GIVEN DATA:
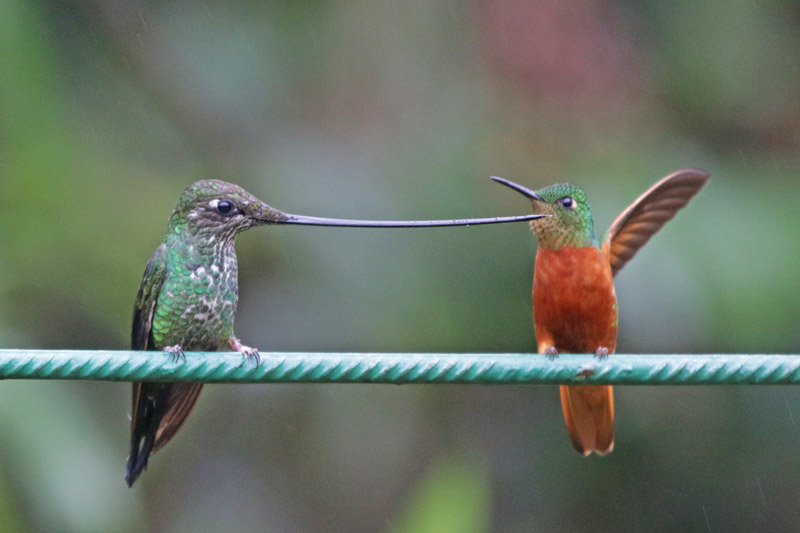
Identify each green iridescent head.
[169,180,287,239]
[492,177,597,249]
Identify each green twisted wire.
[0,350,800,385]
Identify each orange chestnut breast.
[533,246,617,353]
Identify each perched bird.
[492,169,708,455]
[125,180,543,486]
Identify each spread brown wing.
[602,168,709,275]
[150,383,203,455]
[131,244,203,454]
[131,243,167,425]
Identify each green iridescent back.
[142,180,270,351]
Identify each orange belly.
[533,246,617,353]
[533,246,617,455]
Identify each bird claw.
[164,344,186,363]
[230,337,261,366]
[544,346,558,361]
[594,346,608,361]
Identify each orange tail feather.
[561,385,614,455]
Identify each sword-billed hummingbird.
[492,169,708,455]
[125,180,545,486]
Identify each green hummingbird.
[125,180,545,487]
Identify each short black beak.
[492,176,544,202]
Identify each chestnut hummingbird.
[125,180,546,486]
[492,168,709,455]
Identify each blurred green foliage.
[0,0,800,531]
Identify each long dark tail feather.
[125,383,171,487]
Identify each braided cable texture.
[0,350,800,385]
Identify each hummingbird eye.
[211,200,235,216]
[558,196,578,210]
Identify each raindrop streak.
[783,392,797,426]
[756,476,767,507]
[703,505,711,531]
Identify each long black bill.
[273,213,550,228]
[492,176,544,202]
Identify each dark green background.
[0,0,800,532]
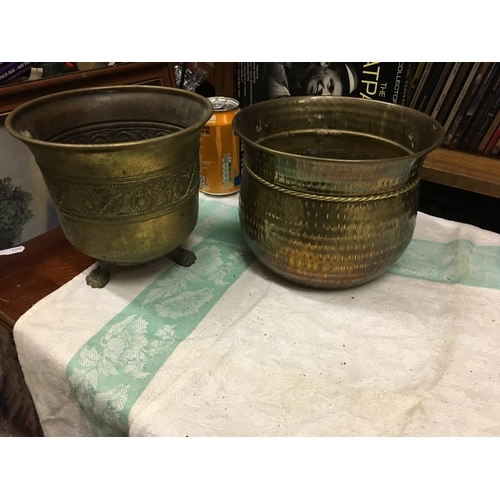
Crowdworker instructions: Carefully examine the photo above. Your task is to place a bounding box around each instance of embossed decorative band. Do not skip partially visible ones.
[245,165,420,203]
[40,153,199,222]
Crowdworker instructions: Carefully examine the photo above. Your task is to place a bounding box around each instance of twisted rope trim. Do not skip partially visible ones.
[245,165,420,203]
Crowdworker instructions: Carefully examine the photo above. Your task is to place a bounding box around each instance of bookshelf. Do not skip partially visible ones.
[422,147,500,198]
[0,62,500,198]
[226,63,500,199]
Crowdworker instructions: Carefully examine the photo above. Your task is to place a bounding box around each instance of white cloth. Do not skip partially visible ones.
[14,195,500,436]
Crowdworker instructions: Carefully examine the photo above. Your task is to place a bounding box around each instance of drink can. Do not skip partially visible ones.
[200,96,241,195]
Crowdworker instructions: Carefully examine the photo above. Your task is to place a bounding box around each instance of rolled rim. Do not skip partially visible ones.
[233,96,445,164]
[5,85,213,152]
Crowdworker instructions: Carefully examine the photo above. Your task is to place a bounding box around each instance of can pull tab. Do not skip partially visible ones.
[212,97,227,110]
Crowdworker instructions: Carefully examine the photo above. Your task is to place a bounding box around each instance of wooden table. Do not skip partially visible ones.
[0,227,95,436]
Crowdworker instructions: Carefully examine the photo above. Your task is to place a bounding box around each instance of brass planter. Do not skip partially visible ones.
[233,96,444,289]
[5,85,212,286]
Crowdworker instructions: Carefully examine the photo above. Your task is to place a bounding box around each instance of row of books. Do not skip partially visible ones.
[234,62,500,155]
[407,62,500,155]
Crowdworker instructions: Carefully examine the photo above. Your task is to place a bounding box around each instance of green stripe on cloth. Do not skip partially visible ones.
[387,239,500,290]
[66,199,254,436]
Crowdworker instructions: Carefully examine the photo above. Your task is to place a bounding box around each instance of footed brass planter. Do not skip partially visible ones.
[5,85,212,287]
[233,96,444,289]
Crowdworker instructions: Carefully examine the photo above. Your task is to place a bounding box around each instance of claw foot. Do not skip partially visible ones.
[168,246,196,267]
[85,260,111,288]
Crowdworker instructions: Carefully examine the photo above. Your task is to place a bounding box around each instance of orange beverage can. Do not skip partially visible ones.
[200,97,241,195]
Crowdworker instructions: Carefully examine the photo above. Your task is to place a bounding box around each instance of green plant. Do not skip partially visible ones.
[0,177,33,249]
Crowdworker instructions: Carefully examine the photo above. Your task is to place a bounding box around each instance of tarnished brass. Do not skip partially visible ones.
[5,85,213,286]
[233,96,444,289]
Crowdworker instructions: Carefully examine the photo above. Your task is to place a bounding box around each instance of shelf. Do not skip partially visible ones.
[422,147,500,198]
[0,62,170,124]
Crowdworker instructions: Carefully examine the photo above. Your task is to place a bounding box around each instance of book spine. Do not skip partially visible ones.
[450,63,498,149]
[444,63,492,149]
[415,63,444,112]
[431,63,462,118]
[477,109,500,153]
[0,63,34,85]
[406,62,426,106]
[424,63,453,115]
[462,68,500,151]
[444,63,482,132]
[410,62,434,108]
[484,126,500,155]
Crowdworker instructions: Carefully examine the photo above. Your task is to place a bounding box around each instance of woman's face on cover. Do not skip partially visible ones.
[306,66,343,95]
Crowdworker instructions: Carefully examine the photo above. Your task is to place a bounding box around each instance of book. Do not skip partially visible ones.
[233,62,413,108]
[430,63,462,118]
[0,62,35,85]
[444,63,482,132]
[484,126,500,155]
[461,68,500,151]
[410,62,434,109]
[450,63,499,149]
[407,62,427,106]
[435,63,473,124]
[443,63,492,147]
[477,109,500,153]
[424,63,454,115]
[415,62,446,112]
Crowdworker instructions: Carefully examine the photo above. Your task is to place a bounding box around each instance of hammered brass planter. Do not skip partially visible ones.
[5,85,212,288]
[233,97,444,289]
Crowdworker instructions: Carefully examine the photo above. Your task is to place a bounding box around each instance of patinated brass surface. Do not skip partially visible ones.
[5,85,212,284]
[233,97,444,289]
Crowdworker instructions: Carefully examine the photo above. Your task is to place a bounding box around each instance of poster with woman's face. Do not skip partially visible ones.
[265,62,358,99]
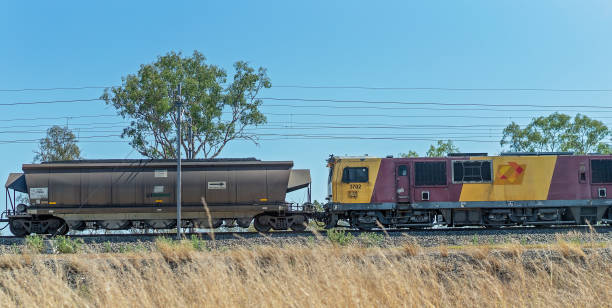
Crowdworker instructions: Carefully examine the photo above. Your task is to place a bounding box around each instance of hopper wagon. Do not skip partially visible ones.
[5,158,310,236]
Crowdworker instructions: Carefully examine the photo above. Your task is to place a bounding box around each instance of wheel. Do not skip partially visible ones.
[289,222,306,232]
[56,223,70,235]
[44,218,69,236]
[9,219,30,236]
[253,216,272,233]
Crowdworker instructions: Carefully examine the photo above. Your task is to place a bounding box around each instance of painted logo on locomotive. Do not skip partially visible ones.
[494,162,527,185]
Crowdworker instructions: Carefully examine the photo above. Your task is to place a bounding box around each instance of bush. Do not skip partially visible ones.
[53,235,84,253]
[25,234,45,253]
[327,229,354,246]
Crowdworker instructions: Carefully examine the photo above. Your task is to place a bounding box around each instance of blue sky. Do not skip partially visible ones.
[0,0,612,201]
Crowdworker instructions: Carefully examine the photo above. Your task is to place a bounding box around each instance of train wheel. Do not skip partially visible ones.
[56,222,70,235]
[43,218,68,236]
[289,222,306,232]
[253,215,272,233]
[9,219,30,236]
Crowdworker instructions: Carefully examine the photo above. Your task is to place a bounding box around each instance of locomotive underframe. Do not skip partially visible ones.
[325,199,612,230]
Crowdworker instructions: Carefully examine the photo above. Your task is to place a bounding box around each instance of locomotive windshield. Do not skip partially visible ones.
[342,167,368,183]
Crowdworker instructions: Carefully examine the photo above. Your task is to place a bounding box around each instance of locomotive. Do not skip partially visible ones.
[3,152,612,236]
[324,153,612,230]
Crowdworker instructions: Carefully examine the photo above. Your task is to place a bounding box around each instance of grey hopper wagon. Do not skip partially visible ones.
[6,159,310,235]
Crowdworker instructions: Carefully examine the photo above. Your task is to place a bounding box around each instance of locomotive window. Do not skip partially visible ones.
[414,161,446,186]
[342,167,368,183]
[397,165,408,176]
[453,160,491,183]
[591,159,612,184]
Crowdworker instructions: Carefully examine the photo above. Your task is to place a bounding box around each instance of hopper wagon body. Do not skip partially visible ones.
[6,159,310,234]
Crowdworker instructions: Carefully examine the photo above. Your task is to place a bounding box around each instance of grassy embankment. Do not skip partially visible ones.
[0,233,612,307]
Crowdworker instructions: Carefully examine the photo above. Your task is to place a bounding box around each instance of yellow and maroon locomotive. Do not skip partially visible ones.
[325,153,612,230]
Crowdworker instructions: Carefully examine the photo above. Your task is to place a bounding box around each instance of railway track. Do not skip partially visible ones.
[0,225,612,244]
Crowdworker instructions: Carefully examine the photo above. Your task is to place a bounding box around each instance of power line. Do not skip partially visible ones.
[0,86,110,92]
[258,97,612,109]
[273,85,612,92]
[0,98,102,106]
[0,84,612,93]
[0,114,117,122]
[266,113,532,120]
[262,104,612,113]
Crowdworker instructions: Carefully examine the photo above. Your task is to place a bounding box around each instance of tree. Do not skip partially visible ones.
[397,150,419,158]
[427,140,459,157]
[101,51,271,158]
[34,125,81,162]
[567,114,610,154]
[500,112,611,154]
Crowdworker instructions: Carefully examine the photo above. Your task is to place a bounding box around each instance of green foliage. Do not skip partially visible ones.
[101,51,271,158]
[327,229,354,246]
[34,125,81,162]
[53,236,84,253]
[25,234,45,253]
[500,112,612,154]
[358,232,384,247]
[427,140,459,157]
[397,150,419,158]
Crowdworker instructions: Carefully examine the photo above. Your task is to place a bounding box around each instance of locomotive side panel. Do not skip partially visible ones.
[548,156,592,200]
[462,155,557,201]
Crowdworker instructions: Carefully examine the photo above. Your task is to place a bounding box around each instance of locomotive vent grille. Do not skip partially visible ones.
[421,190,429,201]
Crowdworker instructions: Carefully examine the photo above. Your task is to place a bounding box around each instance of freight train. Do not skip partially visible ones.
[4,153,612,236]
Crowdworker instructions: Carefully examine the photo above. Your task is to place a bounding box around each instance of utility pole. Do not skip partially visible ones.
[175,84,183,240]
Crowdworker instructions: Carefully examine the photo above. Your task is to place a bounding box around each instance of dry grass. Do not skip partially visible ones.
[0,241,612,307]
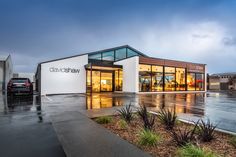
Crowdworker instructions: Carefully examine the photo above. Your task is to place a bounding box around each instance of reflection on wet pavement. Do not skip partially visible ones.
[0,92,236,132]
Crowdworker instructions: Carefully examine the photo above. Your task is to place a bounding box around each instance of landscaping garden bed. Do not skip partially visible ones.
[95,106,236,157]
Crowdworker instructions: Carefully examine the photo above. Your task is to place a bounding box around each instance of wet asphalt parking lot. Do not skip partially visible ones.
[0,92,236,157]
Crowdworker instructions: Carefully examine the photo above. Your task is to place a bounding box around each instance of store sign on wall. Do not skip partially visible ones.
[49,67,80,74]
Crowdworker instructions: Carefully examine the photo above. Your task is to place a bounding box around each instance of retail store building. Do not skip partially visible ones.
[35,45,206,95]
[0,55,13,93]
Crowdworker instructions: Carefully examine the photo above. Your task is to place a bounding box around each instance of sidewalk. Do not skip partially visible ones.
[51,111,150,157]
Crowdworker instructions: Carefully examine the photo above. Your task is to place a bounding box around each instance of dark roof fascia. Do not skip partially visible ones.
[141,57,207,66]
[39,45,148,64]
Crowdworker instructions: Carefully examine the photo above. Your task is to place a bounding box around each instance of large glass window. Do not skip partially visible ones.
[92,71,100,92]
[139,64,151,92]
[115,48,126,61]
[152,73,163,92]
[196,74,204,90]
[115,70,123,91]
[165,67,175,91]
[187,73,196,90]
[127,48,137,57]
[152,65,163,92]
[86,70,92,92]
[88,53,102,60]
[102,51,114,61]
[176,68,186,91]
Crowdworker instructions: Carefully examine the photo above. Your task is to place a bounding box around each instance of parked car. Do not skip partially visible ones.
[7,78,33,96]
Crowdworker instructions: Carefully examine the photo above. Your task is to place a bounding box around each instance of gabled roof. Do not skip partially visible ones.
[39,45,147,64]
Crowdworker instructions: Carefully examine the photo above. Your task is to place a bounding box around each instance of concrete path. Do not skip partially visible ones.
[52,111,150,157]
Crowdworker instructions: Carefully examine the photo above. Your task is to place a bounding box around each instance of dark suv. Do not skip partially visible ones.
[7,78,33,95]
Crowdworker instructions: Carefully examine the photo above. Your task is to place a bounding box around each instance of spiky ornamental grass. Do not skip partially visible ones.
[117,104,133,123]
[95,116,112,124]
[198,119,217,142]
[170,123,198,146]
[138,105,156,130]
[118,119,128,129]
[157,109,177,130]
[176,144,219,157]
[229,135,236,148]
[138,129,161,146]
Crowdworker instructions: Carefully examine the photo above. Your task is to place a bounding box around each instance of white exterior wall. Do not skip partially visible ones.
[114,56,139,93]
[0,55,13,92]
[204,65,206,92]
[0,61,5,92]
[41,55,88,95]
[5,56,13,89]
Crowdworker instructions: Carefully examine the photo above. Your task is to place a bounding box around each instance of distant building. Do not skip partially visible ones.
[209,72,236,90]
[0,55,13,93]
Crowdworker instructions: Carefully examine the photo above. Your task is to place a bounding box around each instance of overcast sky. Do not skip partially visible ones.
[0,0,236,73]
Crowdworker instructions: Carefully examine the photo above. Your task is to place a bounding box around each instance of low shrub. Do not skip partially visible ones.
[176,144,218,157]
[138,105,156,130]
[229,135,236,148]
[95,116,112,124]
[118,119,128,129]
[139,129,161,146]
[170,123,198,146]
[157,109,177,130]
[197,119,217,142]
[117,104,133,123]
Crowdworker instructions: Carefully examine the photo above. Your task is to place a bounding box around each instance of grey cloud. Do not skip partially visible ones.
[222,37,236,46]
[192,34,210,39]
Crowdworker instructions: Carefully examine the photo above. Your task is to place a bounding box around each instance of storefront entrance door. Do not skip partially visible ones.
[101,72,112,92]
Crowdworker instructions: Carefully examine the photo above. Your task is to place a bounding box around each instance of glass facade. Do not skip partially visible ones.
[139,64,205,92]
[127,48,137,57]
[152,66,163,92]
[196,74,204,91]
[102,51,115,61]
[115,70,123,91]
[115,48,127,61]
[139,64,151,92]
[88,47,140,61]
[187,73,196,90]
[86,66,123,93]
[164,67,175,91]
[176,68,186,91]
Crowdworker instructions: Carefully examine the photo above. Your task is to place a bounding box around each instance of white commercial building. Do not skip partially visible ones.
[35,45,206,95]
[0,55,13,93]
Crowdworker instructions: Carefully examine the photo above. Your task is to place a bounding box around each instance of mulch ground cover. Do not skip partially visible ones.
[94,116,236,157]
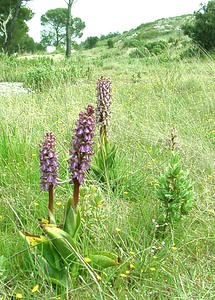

GOAL:
Copy the rows verbatim, beginning with the line containing "Identify each chestnut hummingbird." and continuing through the line containing "[703,505,711,531]".

TASK SOLUTION:
Identify each chestnut hummingbird.
[125,180,546,486]
[492,168,709,455]
Identify each blurred green foliage.
[0,0,800,531]
Identify each long dark tail feather.
[125,383,171,487]
Identify each braided cable texture.
[0,350,800,385]
Identify each hummingbird eye.
[211,200,235,216]
[558,196,578,210]
Identify each raindrop streak.
[783,392,797,426]
[756,476,767,507]
[703,505,711,531]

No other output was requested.